▶ [Task brief]
Print the data exactly as it is given, please.

### Exercise data

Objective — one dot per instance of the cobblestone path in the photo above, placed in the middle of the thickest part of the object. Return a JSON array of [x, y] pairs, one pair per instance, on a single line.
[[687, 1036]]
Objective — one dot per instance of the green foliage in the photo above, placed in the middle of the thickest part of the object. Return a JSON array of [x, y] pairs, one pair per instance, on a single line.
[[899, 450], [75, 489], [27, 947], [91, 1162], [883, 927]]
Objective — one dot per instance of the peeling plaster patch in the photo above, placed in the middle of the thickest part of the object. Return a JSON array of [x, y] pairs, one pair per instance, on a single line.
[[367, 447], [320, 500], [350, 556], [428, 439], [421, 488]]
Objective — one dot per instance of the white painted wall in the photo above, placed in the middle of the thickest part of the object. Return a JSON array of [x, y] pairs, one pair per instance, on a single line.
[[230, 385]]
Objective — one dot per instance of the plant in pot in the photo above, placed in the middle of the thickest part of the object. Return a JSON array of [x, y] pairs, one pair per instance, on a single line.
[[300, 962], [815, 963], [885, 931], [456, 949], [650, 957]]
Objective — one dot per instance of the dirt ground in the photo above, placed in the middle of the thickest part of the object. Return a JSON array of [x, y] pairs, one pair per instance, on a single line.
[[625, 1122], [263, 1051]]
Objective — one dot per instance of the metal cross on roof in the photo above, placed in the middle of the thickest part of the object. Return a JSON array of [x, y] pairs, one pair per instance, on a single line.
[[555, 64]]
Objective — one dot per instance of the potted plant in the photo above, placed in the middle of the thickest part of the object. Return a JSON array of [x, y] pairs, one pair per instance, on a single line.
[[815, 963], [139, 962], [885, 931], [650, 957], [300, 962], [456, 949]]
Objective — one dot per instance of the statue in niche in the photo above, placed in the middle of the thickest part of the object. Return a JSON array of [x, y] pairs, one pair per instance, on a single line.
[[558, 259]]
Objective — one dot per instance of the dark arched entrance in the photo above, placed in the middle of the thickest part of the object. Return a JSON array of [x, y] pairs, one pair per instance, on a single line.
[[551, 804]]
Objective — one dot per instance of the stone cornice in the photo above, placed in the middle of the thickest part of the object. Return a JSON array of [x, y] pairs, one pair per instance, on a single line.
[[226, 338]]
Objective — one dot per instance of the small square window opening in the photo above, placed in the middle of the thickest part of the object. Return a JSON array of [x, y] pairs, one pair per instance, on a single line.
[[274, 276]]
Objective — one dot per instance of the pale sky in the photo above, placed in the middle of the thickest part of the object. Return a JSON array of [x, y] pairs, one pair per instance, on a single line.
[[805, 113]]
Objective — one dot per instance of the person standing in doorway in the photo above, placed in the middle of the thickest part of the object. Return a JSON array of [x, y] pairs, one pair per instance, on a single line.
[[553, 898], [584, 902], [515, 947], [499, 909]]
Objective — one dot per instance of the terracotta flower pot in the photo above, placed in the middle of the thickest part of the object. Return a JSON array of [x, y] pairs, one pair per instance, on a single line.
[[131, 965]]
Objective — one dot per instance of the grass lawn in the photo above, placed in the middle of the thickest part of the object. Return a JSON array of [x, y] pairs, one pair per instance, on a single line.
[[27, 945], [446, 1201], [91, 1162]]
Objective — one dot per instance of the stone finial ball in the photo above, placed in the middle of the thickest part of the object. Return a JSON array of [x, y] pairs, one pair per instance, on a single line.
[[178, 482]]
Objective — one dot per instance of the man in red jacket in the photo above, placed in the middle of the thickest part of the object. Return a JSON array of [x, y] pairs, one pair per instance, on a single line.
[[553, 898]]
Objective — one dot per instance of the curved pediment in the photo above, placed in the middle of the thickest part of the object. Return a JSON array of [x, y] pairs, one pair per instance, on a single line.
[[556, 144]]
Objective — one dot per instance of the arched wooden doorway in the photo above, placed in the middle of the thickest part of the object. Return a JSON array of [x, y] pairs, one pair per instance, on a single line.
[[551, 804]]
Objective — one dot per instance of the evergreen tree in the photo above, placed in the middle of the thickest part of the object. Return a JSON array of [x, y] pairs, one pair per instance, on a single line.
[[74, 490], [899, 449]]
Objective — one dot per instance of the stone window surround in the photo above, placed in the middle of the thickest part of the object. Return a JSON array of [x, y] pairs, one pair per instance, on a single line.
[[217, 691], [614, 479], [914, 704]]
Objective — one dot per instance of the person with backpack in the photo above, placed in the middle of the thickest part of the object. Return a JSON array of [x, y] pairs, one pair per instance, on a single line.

######

▶ [Solution for this exercise]
Objective — one dot per instance of the cobblestone path in the photo above, placed in the middle of the thickest part of the object. Return a JSON array of [x, y] pairs, one pair per instance, on a single line.
[[687, 1036]]
Objective — one dot per instance of the green foliage in the photo above, placed in the middle of the thickest part of the object. Return a JSON array of [x, y] pairs, one pair per instance, on a single line.
[[899, 450], [75, 489], [27, 947], [91, 1162], [883, 927]]
Objective — one dot per instance of the peeling plaster patch in the photo above, placed in the middle of the thickest part of the object. Return a JSON array of [x, y] pairs, one pair per instance, on a single line.
[[367, 447], [320, 500], [350, 556], [428, 439], [421, 488]]
Objective — one dot per instance of the white painted wall in the photo above, placed in the middle of the thickest part of the object. Return a JSON array of [x, y] pairs, one pair per instance, on a single line.
[[230, 385]]
Objective — one dot per instance of the plant in pot in the photo above, placed in the middle of the thickest part of the object. Return a JSON array of [x, y] pairs, one pair per instance, on a single line.
[[300, 962], [815, 963], [885, 931], [456, 949], [650, 957]]
Objective — one dot per instance of the dirt ground in the photo above, placed in the middle of the thickest part of the object. Return a JSON array of [x, y] pairs, one pair per instance, on a single line.
[[625, 1122], [263, 1051]]
Objective — one dot per instance of the metal cross on roof in the photo above, placed in the middle of the thickest part of the object. Return a JSON array of [x, y] pairs, one pair per instance, on a single line.
[[555, 64]]
Objective — one dot per instance of the potted plant in the photo above, placed in the middle of the thickest part of the object. Return a JSON array of [x, y] pairs, one pair per instance, on a single line.
[[815, 963], [139, 962], [885, 931], [650, 957], [300, 962], [456, 949]]
Objective — one dot per instance of the statue in niche in the photo above, placed in the middle of the thickest part of the object. Return a JSON array of [x, y] pairs, one pair per instance, on a single line.
[[558, 259]]
Objective — one dot per instance of the dark arched entrance in the photo above, placed in the middle of the thickest part of the object. Return a JSON array of [x, y] pairs, one pair per instance, on a single line.
[[551, 804]]
Objective — one dot per instance of the stone cornice in the photo above, placed in the middle of the thickest part of the object. Return a JSON array of [x, y] pairs, one pair per instance, on a single line.
[[226, 338]]
Objective — one dot per instance of the small square window opening in the photo above, placed in the middle of the thickest part of the object. Return a JSON array of [x, y] pairs, one pair per instance, on a single line.
[[274, 276]]
Objective — one dot per instance of the pale sky in the photo above, placed in the middle of the thickest part of the object. Return a JSON array of [x, y] pairs, one pair per instance, on a single line.
[[805, 113]]
Objective — one dot per instance of the person standing in doorway in the photo above, placed in the middle of the thickest part of the object. Return a JSON array of [x, y] pairs, one pair per instance, on a single line.
[[553, 898], [584, 902], [515, 947], [499, 909]]
Objective — one dot per instance of the terracotta flower pot in the photo above, placed in the middle of the thickest part of the object. Return a JSON array of [x, y] pairs, one pair per instance, on a single line.
[[131, 965]]
Objective — one dot per instance of the grass lawn in the photo above, placed in the middle of the thickest part of the object. Return a JSON array of [x, y] pairs, one pair per instance, on a single line.
[[27, 945], [446, 1201], [91, 1162]]
Objective — one dot per instance of the stone finial ball in the photo above, placed in the middle of the thickest part of the object. Return a JSON array of [x, y] pairs, one pair per instance, on a single line.
[[178, 482]]
Objective — one dot per instance of the man in red jacket in the photo above, placed in the middle of the thickest part of the object. Return a JSON array of [x, y] pairs, one pair per instance, on a single line.
[[553, 898]]
Objective — one dot per instance of the curved pediment in the photo above, placed in the middle of the thickest part of the object. Return a JSON array of [x, y] pairs, one pair per instance, on a single line.
[[556, 144]]
Objective — one dot per instance of the arched wooden doorway in the photo above, placed in the middle of the thickest part of the object. Return a JSON array of [x, y] pairs, one pair per instance, on a single line.
[[551, 804]]
Objective — one dot per instance of the evergreen tree in the photo above, placed in the middle of the thickest part of the object. Return a JSON array of [x, y] pairs, one pair per instance, on a single line.
[[74, 490], [899, 449]]
Objective — one dot per instance of the stone window surround in the photo above, placed in the middle of the thickest part of the object. Return a JSON array of [x, y] pairs, one pair per instance, on a single line.
[[217, 691], [614, 479], [914, 704]]
Objective — one dot per instance of the person with backpack in the photo above, placed in the middle of the thickest part of the object. Return a JSON array of [x, y] pairs, one pair per instance, on a single line.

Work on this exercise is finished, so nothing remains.